** BEGIN DOCUMENT EXTRACT **

Table of Contents
The Web as Data Graphs is a New Direction for SEO
Many of the articles that people writing about SEO involve web pages and links between pages. Still, this post is about entities and relationships between entities and facts written about on web pages. It also looks at responses to queries from data graphs on the web about facts and attributes related to entities found on web pages. I recently came across a patent filing on the WIPO (World Intellectual Property Organization) site that I thought was worth writing about. The patent starts by telling us that it is about:
Large data graphs store data and rules that describe knowledge about the data in a form that provides for deductive reasoning.
The title for the patent tells us that it is ideally about submitting queries to a search engine in natural language (the way people talk and computers try to understand.)
Related Content:
The patent shows us an example related to data graphs, entities, such as people, places, things, concepts, etc., which may be stored as nodes The edges between those nodes may indicate the relationship between the nodes (facts that people can find out about those entities. In SEO, we are used to hearing about web pages and nodes and links between those pages as edges.
This approach to entities is a different way of looking at nodes and edges. We have most recently seen people talking about mentions of entities in place of links that mention pages. It is one way that SEO is moving forward to think about real-world objects such as entities when talking about a large database such as the web. The second patent from Google (a provisional one) that I am aware of was about facts and a large database. I wrote about it in Google’s First Semantic Search Invention was Patented in 1999.

** END DOCUMENT EXTRACT **

GIVEN TASK A - Reproduce the part of the data graphs article that starts with "Table of Contents" and goes on through "try to understand.)".
GIVEN TASK B -
Answer these questions about the data graphs article:
(i) On which organization's site did the author find the patent filing?
(ii) What kinds of entities does the article say may be stored as nodes?
(iii) In what year, according to the title the author gives, was Google's first semantic search invention patented?
The listing after this has nothing to do with the data graphs article.

** BEGIN EXCERPTED RECORDS **

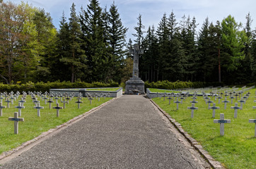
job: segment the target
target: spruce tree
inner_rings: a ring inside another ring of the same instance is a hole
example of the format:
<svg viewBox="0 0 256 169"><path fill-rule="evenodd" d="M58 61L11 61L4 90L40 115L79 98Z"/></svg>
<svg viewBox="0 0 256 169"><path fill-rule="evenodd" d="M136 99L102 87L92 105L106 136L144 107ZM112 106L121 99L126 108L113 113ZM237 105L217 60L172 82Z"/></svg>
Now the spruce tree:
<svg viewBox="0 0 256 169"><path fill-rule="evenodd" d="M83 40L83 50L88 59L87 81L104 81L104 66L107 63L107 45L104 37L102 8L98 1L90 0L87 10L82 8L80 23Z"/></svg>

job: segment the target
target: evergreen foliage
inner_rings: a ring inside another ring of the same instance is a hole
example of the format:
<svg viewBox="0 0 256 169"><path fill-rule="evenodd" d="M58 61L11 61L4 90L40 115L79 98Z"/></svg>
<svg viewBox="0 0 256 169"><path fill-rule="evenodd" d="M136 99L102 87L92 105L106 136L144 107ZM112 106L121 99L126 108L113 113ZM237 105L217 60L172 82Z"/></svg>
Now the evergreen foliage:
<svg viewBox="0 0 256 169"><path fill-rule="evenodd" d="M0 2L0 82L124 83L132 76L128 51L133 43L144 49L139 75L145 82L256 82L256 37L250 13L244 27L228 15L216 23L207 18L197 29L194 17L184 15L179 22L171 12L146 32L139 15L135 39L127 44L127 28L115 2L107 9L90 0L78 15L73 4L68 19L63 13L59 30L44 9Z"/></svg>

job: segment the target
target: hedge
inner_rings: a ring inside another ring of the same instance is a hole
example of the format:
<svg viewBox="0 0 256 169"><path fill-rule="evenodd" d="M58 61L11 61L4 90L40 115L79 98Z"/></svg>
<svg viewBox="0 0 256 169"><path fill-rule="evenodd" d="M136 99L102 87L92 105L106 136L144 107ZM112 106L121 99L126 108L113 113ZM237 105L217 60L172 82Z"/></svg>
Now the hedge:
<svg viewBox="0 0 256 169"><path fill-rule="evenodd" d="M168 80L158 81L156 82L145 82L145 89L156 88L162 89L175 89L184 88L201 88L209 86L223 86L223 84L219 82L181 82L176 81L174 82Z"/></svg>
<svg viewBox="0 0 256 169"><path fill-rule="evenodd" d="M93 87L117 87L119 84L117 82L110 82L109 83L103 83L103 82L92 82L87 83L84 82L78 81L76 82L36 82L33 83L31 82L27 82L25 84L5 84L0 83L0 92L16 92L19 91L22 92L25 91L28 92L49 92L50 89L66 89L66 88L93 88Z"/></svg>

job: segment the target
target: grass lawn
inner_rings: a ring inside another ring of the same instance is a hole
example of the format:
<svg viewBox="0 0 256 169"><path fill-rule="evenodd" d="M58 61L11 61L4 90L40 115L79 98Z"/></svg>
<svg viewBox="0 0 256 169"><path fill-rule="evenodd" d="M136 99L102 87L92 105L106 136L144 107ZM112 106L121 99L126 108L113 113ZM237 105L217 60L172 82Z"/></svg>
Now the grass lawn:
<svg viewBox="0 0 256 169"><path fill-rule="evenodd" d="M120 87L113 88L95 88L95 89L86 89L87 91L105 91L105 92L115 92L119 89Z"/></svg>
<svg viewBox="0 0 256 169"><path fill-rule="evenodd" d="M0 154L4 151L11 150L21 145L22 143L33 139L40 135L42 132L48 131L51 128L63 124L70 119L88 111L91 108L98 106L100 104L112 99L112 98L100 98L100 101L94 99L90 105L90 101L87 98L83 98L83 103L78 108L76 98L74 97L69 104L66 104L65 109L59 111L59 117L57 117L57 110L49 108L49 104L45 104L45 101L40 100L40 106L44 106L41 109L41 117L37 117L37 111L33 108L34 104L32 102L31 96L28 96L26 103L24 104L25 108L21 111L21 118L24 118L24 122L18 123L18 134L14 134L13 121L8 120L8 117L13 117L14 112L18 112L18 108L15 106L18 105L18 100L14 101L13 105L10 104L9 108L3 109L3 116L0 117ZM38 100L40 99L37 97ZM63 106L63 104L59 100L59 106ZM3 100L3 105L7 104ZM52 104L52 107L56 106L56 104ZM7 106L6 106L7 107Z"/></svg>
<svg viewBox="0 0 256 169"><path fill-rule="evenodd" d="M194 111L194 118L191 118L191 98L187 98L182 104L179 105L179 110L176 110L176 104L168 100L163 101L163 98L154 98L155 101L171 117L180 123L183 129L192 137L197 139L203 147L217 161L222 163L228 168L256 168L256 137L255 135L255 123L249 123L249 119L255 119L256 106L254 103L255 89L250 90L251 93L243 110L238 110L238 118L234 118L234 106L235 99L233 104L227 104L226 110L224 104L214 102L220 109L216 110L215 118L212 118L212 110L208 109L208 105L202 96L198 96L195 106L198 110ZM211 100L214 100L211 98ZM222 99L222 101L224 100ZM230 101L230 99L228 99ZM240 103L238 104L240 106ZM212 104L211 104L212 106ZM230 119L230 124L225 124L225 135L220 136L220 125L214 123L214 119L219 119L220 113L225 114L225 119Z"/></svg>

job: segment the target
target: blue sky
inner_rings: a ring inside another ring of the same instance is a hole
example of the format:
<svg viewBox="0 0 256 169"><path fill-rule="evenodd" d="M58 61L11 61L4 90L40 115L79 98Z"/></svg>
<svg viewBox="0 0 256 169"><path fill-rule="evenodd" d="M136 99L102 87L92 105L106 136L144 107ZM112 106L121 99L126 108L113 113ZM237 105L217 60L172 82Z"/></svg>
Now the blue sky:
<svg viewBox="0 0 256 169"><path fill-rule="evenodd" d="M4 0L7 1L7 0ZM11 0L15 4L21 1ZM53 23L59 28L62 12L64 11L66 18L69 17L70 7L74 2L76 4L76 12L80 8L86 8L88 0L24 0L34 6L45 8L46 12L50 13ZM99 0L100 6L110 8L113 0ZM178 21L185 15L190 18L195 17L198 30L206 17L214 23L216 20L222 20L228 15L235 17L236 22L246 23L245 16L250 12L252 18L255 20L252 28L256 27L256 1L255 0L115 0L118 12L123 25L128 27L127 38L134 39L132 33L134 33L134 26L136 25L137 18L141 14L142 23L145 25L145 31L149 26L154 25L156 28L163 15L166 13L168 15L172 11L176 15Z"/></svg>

** END EXCERPTED RECORDS **
** BEGIN EXCERPTED RECORDS **

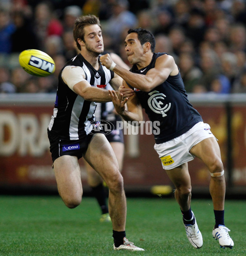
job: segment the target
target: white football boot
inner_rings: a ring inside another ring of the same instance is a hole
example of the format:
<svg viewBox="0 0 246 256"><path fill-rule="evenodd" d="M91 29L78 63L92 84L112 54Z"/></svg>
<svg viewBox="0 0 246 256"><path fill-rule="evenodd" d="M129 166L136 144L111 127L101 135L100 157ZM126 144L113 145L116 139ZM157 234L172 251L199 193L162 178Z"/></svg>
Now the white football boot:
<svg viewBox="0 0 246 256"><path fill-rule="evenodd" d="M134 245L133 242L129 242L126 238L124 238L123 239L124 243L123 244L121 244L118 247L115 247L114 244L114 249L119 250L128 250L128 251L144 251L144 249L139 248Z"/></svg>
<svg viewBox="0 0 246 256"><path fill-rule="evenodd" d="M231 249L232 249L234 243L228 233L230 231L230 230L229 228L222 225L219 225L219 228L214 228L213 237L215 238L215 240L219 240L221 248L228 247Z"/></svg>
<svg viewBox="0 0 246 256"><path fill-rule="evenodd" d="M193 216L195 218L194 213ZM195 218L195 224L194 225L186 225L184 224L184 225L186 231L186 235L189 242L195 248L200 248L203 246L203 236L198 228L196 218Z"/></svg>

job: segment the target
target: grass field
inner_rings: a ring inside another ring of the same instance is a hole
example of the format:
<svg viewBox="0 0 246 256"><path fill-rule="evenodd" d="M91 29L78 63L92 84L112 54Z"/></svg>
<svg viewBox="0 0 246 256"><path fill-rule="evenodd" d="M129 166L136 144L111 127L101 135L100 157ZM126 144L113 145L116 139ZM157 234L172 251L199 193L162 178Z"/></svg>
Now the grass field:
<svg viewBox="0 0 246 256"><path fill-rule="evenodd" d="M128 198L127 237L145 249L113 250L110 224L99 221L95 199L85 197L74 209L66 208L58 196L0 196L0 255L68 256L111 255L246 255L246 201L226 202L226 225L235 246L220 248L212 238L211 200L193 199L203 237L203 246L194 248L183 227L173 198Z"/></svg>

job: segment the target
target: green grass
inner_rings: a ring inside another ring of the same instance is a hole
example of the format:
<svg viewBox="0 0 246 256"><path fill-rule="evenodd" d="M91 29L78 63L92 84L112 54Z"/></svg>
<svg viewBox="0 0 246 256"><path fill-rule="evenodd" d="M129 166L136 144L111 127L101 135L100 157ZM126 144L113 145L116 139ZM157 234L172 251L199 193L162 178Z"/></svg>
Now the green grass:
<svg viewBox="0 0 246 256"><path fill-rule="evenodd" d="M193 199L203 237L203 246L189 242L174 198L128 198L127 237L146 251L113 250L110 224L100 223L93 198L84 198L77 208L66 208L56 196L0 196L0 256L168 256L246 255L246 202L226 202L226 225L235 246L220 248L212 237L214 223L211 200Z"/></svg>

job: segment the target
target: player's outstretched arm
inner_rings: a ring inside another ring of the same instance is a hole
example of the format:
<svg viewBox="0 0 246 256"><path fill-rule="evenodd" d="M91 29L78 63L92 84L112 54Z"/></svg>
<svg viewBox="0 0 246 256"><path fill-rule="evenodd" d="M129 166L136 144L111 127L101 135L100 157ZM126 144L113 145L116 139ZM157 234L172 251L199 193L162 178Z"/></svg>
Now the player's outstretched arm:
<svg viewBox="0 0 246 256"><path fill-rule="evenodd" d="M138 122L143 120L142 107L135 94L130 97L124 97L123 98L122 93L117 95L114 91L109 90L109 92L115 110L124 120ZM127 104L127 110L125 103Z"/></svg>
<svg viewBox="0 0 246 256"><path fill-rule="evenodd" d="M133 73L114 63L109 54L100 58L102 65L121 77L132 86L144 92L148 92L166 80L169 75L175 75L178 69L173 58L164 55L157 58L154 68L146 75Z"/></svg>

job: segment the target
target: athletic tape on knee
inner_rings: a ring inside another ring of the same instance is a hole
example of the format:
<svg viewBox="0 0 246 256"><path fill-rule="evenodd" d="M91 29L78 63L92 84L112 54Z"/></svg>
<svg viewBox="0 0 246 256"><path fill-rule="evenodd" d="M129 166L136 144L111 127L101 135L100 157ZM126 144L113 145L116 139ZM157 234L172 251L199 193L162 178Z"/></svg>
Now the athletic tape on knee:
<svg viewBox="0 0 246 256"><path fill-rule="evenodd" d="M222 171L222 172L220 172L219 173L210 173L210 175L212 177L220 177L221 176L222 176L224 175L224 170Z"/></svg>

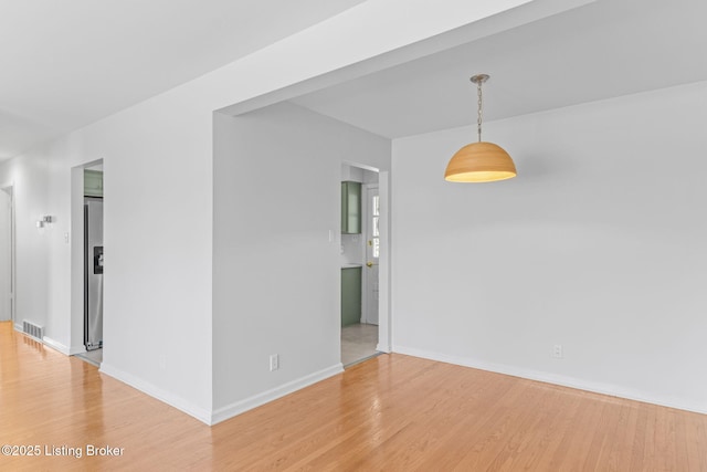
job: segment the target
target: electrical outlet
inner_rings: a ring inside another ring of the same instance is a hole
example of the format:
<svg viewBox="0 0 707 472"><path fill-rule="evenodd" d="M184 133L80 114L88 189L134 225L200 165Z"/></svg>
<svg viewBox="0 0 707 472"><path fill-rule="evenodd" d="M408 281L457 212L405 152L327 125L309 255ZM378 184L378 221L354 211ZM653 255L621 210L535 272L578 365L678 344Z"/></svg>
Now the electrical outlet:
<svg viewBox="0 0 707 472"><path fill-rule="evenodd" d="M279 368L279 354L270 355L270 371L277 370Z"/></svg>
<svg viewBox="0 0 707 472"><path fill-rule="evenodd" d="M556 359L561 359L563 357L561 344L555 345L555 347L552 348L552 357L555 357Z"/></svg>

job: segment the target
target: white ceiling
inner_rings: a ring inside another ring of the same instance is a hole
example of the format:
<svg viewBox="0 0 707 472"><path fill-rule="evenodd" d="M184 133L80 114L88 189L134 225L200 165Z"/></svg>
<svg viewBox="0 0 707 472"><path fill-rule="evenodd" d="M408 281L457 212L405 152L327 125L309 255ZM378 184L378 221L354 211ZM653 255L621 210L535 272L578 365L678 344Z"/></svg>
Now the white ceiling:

** END EXCERPTED RECORDS **
** BEGIN EXCERPTED RECORDS **

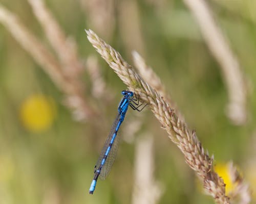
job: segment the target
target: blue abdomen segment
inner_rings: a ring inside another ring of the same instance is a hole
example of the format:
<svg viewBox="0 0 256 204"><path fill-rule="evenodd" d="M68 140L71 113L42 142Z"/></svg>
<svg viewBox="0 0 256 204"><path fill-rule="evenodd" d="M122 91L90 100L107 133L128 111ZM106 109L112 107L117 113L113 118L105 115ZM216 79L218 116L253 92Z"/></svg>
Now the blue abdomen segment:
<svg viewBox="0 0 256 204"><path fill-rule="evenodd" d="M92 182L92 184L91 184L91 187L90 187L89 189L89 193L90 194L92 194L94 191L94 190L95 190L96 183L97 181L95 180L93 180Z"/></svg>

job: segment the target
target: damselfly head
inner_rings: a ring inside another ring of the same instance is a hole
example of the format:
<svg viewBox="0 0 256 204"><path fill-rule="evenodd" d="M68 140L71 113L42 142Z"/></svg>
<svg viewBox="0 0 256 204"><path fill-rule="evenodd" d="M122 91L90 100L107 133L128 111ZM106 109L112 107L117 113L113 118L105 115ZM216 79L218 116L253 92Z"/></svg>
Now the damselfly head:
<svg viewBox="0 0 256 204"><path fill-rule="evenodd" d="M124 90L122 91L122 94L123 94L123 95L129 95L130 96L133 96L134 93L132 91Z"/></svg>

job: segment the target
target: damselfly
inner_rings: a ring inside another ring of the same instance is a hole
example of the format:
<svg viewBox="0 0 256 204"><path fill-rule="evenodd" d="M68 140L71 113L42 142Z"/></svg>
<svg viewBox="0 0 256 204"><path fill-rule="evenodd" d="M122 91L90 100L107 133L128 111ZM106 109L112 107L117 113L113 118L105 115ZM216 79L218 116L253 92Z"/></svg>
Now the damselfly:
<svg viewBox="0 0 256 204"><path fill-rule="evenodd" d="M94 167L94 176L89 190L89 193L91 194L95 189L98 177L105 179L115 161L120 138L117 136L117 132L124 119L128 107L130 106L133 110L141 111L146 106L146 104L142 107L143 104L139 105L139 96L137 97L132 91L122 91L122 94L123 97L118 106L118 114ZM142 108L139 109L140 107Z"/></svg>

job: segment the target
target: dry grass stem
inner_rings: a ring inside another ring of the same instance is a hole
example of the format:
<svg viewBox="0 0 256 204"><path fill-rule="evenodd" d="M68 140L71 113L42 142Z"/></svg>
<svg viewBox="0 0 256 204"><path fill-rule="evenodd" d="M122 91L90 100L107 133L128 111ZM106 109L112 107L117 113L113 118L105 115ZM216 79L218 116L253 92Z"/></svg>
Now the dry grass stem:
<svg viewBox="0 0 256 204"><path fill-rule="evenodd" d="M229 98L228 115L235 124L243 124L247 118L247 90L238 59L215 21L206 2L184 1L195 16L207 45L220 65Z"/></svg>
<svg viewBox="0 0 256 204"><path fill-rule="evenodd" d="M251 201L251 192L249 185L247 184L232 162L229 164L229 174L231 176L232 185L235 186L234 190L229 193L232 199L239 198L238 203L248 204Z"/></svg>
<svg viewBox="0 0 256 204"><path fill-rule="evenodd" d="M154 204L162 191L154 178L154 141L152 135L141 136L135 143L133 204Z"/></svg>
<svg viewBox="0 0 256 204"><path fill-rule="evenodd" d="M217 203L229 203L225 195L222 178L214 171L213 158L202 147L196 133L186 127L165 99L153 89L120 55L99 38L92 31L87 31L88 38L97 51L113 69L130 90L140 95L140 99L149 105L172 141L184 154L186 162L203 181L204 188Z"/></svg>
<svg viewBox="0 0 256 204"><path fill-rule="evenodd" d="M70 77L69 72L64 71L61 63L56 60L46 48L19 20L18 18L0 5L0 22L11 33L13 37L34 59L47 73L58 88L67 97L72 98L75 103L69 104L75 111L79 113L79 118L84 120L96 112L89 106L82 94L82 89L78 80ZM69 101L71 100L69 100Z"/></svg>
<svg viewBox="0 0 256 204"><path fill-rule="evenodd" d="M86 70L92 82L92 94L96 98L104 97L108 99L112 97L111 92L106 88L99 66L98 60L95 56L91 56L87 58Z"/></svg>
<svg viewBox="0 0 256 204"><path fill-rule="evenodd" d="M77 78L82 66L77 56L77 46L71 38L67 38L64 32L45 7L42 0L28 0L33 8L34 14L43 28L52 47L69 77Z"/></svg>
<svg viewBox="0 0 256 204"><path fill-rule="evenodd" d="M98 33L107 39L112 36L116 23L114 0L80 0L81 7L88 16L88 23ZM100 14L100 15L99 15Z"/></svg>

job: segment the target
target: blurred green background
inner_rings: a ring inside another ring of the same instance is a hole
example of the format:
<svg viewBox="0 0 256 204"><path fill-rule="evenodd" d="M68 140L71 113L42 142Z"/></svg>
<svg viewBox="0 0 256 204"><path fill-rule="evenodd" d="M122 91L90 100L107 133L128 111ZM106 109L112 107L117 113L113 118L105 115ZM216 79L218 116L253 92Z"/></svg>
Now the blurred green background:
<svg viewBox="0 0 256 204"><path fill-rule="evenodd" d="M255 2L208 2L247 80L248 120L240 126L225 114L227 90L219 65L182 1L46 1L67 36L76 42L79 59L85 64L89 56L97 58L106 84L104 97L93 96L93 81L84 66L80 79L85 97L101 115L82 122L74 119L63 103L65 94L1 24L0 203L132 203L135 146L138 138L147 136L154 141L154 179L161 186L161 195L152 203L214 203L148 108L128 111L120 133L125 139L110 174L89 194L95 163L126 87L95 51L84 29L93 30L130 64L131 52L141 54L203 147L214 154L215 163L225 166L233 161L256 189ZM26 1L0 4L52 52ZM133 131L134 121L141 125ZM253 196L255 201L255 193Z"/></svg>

** END EXCERPTED RECORDS **

EXERCISE ANSWER A -
Table of Contents
The Web as Data Graphs is a New Direction for SEO
Many of the articles that people writing about SEO involve web pages and links between pages. Still, this post is about entities and relationships between entities and facts written about on web pages. It also looks at responses to queries from data graphs on the web about facts and attributes related to entities found on web pages. I recently came across a patent filing on the WIPO (World Intellectual Property Organization) site that I thought was worth writing about. The patent starts by telling us that it is about:
Large data graphs store data and rules that describe knowledge about the data in a form that provides for deductive reasoning.
The title for the patent tells us that it is ideally about submitting queries to a search engine in natural language (the way people talk and computers try to understand.)

EXERCISE ANSWER B -
(i) WIPO, the World Intellectual Property Organization
(ii) People, places, things, and concepts
(iii) 1999